*Your goal*. Retype all of the data below line for line, changing nothing, and omit the pictures from your copy.

══ Material ══

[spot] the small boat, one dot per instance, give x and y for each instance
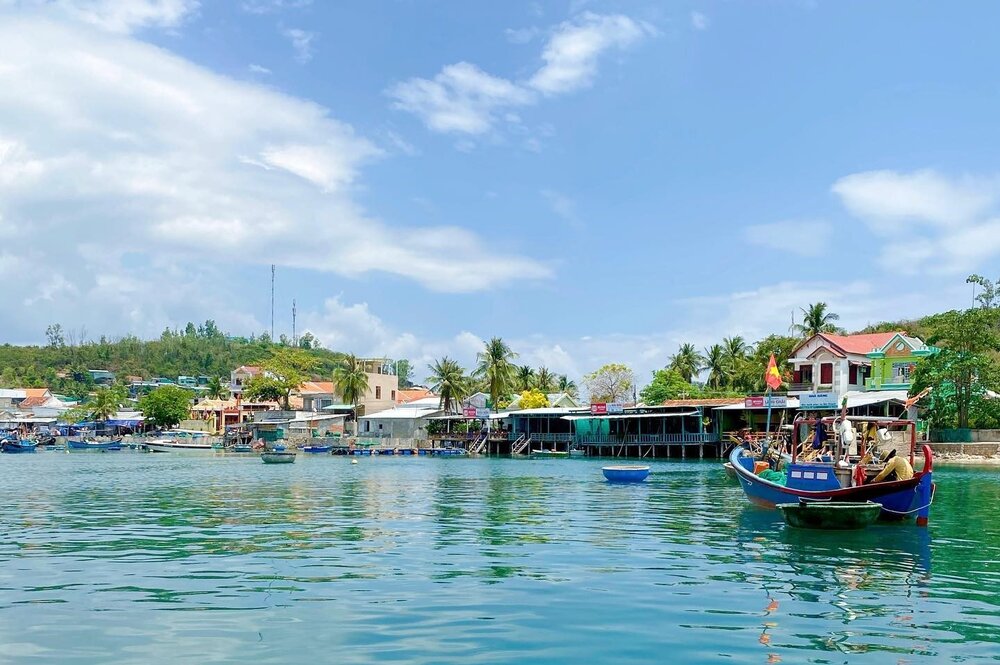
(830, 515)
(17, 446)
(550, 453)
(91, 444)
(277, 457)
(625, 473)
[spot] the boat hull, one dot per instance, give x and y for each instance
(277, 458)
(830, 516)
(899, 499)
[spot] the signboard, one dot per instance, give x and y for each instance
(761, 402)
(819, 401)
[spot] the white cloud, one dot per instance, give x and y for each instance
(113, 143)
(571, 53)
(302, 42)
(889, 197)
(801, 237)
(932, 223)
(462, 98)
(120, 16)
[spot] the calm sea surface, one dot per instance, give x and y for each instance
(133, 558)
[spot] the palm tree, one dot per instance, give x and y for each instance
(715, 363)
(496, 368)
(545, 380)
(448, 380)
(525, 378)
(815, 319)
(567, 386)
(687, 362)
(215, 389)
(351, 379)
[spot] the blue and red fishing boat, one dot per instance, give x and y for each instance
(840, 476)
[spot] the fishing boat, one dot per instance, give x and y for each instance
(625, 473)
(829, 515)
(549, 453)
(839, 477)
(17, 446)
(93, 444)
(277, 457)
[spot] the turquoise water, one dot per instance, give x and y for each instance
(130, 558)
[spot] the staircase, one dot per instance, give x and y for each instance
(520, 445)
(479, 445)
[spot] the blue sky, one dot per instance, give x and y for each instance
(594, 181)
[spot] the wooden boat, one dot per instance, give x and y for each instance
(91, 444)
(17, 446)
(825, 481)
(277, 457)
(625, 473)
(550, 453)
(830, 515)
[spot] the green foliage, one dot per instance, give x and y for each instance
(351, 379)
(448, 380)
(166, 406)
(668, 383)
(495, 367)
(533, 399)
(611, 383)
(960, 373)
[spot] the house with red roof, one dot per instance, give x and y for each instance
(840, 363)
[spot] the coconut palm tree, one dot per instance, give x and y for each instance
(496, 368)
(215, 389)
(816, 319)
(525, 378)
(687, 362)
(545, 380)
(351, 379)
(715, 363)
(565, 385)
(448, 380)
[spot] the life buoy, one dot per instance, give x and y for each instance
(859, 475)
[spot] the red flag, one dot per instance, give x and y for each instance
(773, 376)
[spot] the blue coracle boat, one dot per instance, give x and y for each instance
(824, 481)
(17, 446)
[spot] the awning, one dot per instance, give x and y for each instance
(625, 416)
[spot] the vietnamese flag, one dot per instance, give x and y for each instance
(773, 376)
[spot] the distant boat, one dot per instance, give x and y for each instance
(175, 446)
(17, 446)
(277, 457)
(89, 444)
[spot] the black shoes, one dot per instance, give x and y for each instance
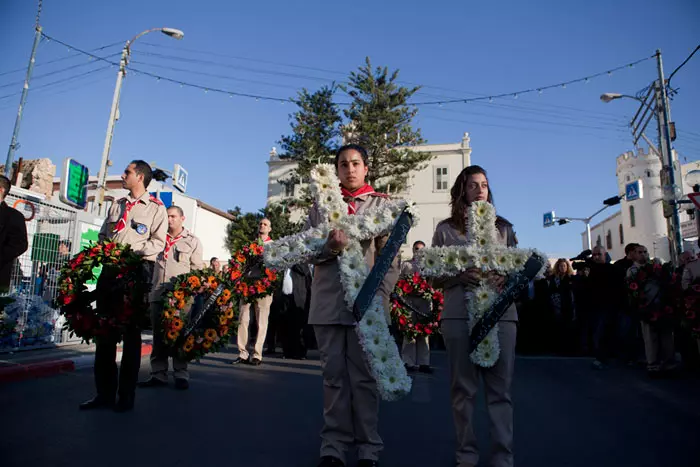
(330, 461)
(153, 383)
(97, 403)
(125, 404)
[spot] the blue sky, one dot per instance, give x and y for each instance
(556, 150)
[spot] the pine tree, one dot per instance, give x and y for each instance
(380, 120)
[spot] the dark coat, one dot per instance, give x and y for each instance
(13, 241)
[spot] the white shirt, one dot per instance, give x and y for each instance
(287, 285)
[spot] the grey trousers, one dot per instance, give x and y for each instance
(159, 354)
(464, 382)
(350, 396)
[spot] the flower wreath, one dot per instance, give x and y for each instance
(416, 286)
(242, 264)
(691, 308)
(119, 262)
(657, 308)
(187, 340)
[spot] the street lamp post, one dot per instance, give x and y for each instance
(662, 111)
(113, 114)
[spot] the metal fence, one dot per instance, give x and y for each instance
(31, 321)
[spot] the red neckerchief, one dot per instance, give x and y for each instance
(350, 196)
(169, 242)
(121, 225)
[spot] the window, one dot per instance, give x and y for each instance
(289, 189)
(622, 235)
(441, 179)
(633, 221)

═══

*Response*.
[spot] the small boat, one dot per instance, give x and y for each instance
(830, 515)
(17, 446)
(550, 453)
(91, 444)
(277, 457)
(625, 473)
[spot] the boat hull, one dot per instance, give x and y for each instance
(277, 458)
(830, 516)
(899, 499)
[spot] the signboard, one dot per instance, give x and y for each instance
(761, 402)
(819, 401)
[spot] the white cloud, one dot per instance, give x and y for each instance
(113, 143)
(571, 53)
(302, 42)
(889, 197)
(801, 237)
(932, 223)
(462, 98)
(120, 16)
[spot] the calm sea surface, one dot per instance, give x and y for each instance
(133, 558)
[spot] the palm tree, one dot per instance, give x and y for each instance
(715, 363)
(496, 368)
(545, 380)
(448, 380)
(525, 378)
(815, 319)
(567, 386)
(687, 362)
(215, 389)
(351, 379)
[spot] the blue and red fishing boat, one dot per instance, give x and y for each instance
(840, 476)
[spot] the fishing boat, one dot per instance, give x and y for each instance
(625, 473)
(829, 515)
(549, 453)
(839, 477)
(17, 446)
(93, 444)
(277, 457)
[spot] the turquoise water, one dot per instance, give x and y for each instance
(130, 558)
[spot] the staircase, one dot per instance, give x and y for each instance
(520, 445)
(479, 445)
[spot] the blue sky, one dot per instance, give x and y for each instance
(594, 181)
[spot] the wooden boat, one dot per instance, give x and y for each instance
(91, 444)
(17, 446)
(825, 481)
(277, 457)
(625, 473)
(550, 453)
(830, 515)
[spot] the green foliage, one dot per instance, give x and y for each instance
(351, 379)
(448, 380)
(166, 406)
(668, 383)
(495, 367)
(533, 399)
(611, 383)
(960, 373)
[spot] the house with red roof, one dot per instance, give x and y for each instance
(840, 363)
[spot] the coconut palm tree, one dot per instance, give x and y for each instance
(496, 368)
(215, 389)
(816, 319)
(525, 378)
(687, 362)
(545, 380)
(351, 379)
(715, 363)
(565, 385)
(448, 380)
[spot] the life buoy, one dot per instance, give x and y for each instance
(859, 475)
[spot] the red flag, one dot per instance, give x and y for each instance
(773, 376)
[spot] the blue coracle boat, one dot per instance, give x and y for each instance
(824, 481)
(17, 446)
[spot] the awning, one dot per instance, give x and y for each instance
(625, 416)
[spot] the vietnamese flag, one dot per instance, give x and y for each instance
(773, 376)
[spot] the distant boat, one dot per instance, give x and y for each instance
(175, 446)
(17, 446)
(277, 457)
(89, 444)
[spot] the black shoes, one dot per instance, give x and y for each instance
(330, 461)
(153, 383)
(97, 403)
(125, 404)
[spot] the blue sky, one dot per instance, give x and y for each instance
(556, 150)
[spot] the pine tree, one dot per instance, give x and y for each instance
(380, 120)
[spot] the dark coat, one dot per instance, give x and y for each instance
(13, 241)
[spot] the white shirt, one dot per instance, give x and y for each instance
(287, 285)
[spot] the grey trousers, one dot per instance, give x and y for each instance
(159, 354)
(464, 382)
(350, 396)
[spot] the flower wreath, one dot per instance, give x and y for each instance
(416, 286)
(242, 264)
(691, 308)
(119, 262)
(657, 308)
(187, 340)
[spot] the street lamp post, one dot per instance, give x and y for each instance
(662, 111)
(113, 114)
[spot] the metal fence, one dot per instance, give x and y for each instance
(31, 321)
[spot] the red neckerchief, one dot per instance, give x and y for each instance
(350, 196)
(169, 242)
(121, 225)
[spot] the window, one dot per instance, give x and y for each instance
(289, 189)
(622, 235)
(441, 179)
(633, 221)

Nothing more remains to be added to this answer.